Work to do: Reproduce the material below verbatim, beginning with the line that contains "--target inflatable arch" and continuing through the line that contains "MULTIPOLYGON (((0 243, 28", with both of those lines included. Leave the pictures out of your reproduction.
::: Data supplied :::
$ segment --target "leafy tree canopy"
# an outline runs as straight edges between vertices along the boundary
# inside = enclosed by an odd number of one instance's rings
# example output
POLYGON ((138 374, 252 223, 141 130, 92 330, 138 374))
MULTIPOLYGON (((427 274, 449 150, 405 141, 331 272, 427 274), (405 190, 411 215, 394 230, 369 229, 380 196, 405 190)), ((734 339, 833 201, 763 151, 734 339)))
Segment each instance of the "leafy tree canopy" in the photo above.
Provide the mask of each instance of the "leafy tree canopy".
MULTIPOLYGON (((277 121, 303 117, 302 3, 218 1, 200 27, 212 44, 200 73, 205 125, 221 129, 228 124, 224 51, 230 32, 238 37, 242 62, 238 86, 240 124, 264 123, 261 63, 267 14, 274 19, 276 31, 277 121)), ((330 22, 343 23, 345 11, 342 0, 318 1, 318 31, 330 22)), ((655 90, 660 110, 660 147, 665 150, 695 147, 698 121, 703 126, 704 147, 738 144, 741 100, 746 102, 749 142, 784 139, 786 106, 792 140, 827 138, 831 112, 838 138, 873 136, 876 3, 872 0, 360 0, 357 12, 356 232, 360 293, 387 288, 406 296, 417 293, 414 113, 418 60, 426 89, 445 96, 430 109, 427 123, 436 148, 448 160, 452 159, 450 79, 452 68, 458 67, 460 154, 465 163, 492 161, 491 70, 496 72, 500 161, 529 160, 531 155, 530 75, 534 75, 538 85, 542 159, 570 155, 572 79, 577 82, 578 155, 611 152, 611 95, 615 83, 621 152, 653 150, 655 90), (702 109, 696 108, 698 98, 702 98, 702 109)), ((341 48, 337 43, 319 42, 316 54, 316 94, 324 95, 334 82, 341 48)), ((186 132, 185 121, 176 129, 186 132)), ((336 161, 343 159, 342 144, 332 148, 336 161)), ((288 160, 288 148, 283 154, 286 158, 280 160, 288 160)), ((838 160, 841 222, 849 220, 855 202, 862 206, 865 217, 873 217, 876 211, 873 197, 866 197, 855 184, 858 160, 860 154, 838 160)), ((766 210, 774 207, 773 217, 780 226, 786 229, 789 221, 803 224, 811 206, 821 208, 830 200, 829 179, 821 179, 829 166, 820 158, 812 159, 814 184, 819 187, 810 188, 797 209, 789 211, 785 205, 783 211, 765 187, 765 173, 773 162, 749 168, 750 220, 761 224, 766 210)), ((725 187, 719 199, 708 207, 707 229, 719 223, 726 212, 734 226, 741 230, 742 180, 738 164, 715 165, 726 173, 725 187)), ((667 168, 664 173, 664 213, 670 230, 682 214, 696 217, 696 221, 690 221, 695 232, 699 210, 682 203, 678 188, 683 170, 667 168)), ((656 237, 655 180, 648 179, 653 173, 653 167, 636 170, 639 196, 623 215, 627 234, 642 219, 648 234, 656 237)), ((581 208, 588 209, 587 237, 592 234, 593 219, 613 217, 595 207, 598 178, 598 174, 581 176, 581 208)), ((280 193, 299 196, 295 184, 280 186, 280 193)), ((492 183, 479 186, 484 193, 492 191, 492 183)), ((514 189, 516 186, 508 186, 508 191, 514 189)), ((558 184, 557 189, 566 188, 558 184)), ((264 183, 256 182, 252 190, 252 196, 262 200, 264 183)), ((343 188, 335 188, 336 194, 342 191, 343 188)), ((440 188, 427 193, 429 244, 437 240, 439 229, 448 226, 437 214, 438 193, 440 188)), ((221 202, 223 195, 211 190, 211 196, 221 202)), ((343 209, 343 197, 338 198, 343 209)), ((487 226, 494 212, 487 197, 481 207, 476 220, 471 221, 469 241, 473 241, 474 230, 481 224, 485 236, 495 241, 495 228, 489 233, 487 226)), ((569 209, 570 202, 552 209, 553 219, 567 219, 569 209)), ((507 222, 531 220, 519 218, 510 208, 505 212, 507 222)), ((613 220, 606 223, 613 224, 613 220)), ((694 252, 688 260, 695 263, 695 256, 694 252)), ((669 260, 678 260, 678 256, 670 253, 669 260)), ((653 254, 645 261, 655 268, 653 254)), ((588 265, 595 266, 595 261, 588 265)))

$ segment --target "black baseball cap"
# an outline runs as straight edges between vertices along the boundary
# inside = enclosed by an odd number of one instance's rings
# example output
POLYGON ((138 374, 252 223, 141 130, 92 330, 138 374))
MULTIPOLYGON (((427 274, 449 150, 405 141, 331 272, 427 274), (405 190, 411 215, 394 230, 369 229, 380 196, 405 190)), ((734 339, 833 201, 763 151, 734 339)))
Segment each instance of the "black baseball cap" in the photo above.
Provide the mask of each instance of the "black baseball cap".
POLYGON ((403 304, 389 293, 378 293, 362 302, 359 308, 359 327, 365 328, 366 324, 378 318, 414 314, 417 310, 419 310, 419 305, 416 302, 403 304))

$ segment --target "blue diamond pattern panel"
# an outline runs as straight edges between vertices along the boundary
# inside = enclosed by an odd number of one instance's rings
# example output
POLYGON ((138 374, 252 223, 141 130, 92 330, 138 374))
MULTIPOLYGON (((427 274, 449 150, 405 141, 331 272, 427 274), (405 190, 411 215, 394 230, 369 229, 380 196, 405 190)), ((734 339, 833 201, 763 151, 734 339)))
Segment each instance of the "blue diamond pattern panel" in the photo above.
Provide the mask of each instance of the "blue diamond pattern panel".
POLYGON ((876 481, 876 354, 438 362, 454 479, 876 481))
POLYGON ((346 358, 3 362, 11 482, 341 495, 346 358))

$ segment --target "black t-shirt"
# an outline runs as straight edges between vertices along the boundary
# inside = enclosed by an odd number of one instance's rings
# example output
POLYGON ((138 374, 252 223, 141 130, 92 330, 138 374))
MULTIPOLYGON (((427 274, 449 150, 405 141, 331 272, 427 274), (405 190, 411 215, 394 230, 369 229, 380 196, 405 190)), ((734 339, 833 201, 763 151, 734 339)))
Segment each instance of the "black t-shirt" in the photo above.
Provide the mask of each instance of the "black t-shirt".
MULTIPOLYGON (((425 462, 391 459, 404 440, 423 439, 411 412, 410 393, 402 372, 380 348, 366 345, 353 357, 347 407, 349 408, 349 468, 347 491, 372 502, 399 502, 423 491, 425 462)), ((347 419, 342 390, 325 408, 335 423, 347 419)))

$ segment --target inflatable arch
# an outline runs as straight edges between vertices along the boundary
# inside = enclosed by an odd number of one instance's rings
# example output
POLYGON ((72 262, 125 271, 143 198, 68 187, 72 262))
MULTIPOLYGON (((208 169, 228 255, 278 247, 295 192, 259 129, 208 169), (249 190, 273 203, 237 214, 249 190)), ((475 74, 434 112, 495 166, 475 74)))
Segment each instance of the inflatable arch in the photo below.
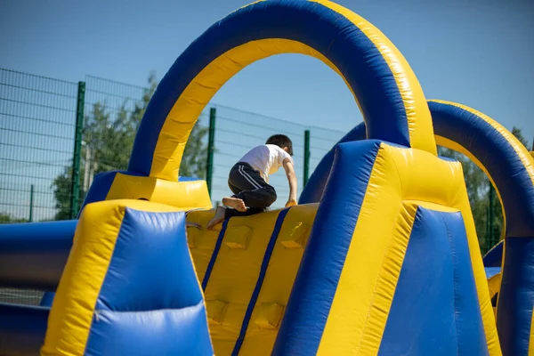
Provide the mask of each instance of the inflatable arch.
MULTIPOLYGON (((0 243, 28 252, 12 241, 43 226, 0 227, 0 243)), ((437 157, 406 60, 330 1, 259 1, 208 28, 160 82, 128 170, 95 177, 79 220, 62 227, 72 248, 52 308, 0 307, 0 352, 501 353, 461 166, 437 157), (205 226, 213 214, 206 183, 178 176, 198 114, 242 68, 285 53, 344 78, 367 140, 337 145, 320 203, 186 236, 185 218, 205 226), (14 324, 19 338, 5 337, 14 324)), ((2 284, 13 281, 8 267, 2 284)), ((38 267, 25 266, 20 285, 42 281, 38 267)))
MULTIPOLYGON (((428 105, 437 143, 471 158, 486 173, 501 201, 504 244, 500 242, 488 252, 484 264, 491 296, 499 290, 501 280, 505 286, 498 301, 498 328, 503 352, 510 355, 527 354, 534 343, 530 332, 534 276, 529 272, 534 266, 534 159, 512 134, 488 116, 450 101, 429 101, 428 105)), ((339 142, 365 138, 365 125, 360 124, 339 142)), ((332 149, 319 163, 299 204, 320 200, 334 151, 332 149)))

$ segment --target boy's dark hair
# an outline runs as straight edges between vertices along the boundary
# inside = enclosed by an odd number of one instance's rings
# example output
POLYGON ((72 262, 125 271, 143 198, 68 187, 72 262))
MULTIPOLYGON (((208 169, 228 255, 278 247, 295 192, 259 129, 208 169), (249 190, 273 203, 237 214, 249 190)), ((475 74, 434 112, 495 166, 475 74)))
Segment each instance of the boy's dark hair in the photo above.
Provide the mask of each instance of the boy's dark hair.
POLYGON ((293 142, 289 137, 286 136, 285 134, 273 134, 267 139, 265 144, 277 145, 280 149, 287 147, 289 156, 293 156, 293 142))

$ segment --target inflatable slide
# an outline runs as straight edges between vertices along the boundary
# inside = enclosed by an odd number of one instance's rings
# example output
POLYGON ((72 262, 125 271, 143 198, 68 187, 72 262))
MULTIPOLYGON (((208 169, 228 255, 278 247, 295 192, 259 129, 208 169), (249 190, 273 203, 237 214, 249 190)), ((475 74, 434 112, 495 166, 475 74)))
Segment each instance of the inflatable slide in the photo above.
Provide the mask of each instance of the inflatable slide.
POLYGON ((38 307, 0 305, 0 354, 528 355, 533 170, 492 120, 428 103, 401 53, 356 13, 253 3, 178 57, 127 171, 96 176, 78 219, 0 226, 0 285, 53 292, 38 307), (289 53, 339 74, 365 126, 336 145, 298 206, 207 231, 206 182, 178 175, 188 136, 233 75, 289 53), (476 159, 505 206, 497 319, 461 165, 436 144, 476 159))

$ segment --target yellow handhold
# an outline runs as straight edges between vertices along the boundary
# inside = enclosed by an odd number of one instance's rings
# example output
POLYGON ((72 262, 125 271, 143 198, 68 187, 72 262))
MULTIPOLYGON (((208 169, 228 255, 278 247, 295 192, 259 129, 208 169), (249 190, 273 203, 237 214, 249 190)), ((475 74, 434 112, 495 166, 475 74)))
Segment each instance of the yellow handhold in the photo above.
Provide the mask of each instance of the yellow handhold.
POLYGON ((224 244, 230 248, 246 249, 251 234, 252 229, 248 226, 232 226, 228 229, 224 244))
POLYGON ((206 301, 206 308, 207 309, 207 321, 211 325, 222 325, 224 313, 228 303, 220 300, 206 301))
POLYGON ((279 239, 286 248, 303 248, 310 235, 309 229, 310 227, 303 222, 296 222, 291 226, 289 233, 280 236, 279 239))
POLYGON ((278 303, 263 303, 255 323, 260 328, 276 330, 282 320, 284 306, 278 303))

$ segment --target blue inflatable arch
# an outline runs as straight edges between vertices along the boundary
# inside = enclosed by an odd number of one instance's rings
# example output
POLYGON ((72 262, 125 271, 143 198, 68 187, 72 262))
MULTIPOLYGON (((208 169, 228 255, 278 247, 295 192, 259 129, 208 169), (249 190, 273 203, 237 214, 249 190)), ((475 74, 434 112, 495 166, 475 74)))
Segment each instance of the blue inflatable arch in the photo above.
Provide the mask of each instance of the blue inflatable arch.
POLYGON ((326 0, 259 1, 209 28, 173 64, 148 105, 128 171, 175 182, 213 95, 248 64, 279 53, 320 59, 345 81, 368 137, 436 153, 430 112, 408 62, 373 25, 326 0))
MULTIPOLYGON (((506 128, 465 105, 429 101, 436 142, 469 157, 487 174, 503 206, 505 243, 488 254, 490 266, 501 265, 502 287, 498 300, 498 328, 506 354, 527 354, 534 305, 534 159, 506 128)), ((339 142, 365 140, 365 124, 339 142)), ((299 204, 320 201, 334 149, 320 162, 299 198, 299 204)), ((486 263, 486 264, 488 264, 486 263)))

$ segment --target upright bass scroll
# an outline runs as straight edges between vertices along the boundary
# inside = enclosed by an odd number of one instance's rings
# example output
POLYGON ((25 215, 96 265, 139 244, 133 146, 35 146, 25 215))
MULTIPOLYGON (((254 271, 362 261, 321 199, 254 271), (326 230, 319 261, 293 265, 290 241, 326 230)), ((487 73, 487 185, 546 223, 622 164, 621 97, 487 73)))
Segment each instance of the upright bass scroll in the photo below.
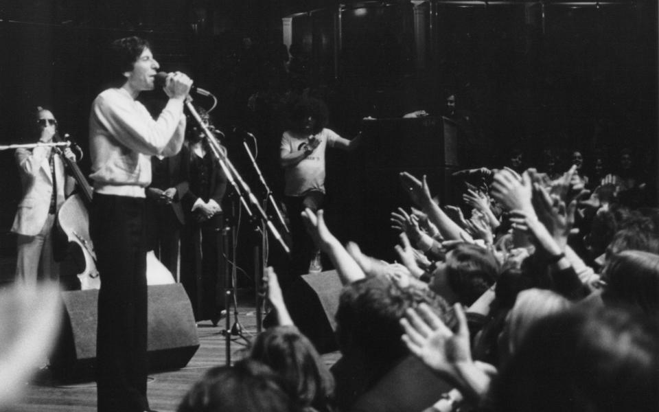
:::
Exercise output:
$ segment --target inflatable arch
# an outline runs as straight edges between vertices along the boundary
# inside = enclosed by an odd number of one instance's rings
# example output
POLYGON ((72 262, 125 271, 143 198, 68 187, 72 262))
MULTIPOLYGON (((208 169, 228 255, 278 247, 295 192, 259 129, 208 169), (249 190, 273 203, 237 214, 249 190)), ((475 74, 434 112, 495 166, 475 74)))
Segment each instance of the inflatable arch in the photo below.
Provide the mask of each instance of the inflatable arch.
MULTIPOLYGON (((0 243, 28 252, 12 241, 43 226, 0 227, 0 243)), ((437 157, 406 60, 330 1, 259 1, 208 28, 160 82, 128 170, 95 177, 79 220, 62 227, 72 248, 52 308, 0 307, 0 352, 501 353, 461 166, 437 157), (205 226, 213 214, 206 183, 178 176, 198 114, 242 68, 285 53, 344 78, 367 140, 337 145, 320 203, 186 236, 185 218, 205 226), (14 324, 19 338, 5 337, 14 324)), ((2 284, 13 281, 8 267, 2 284)), ((38 267, 25 266, 20 285, 42 281, 38 267)))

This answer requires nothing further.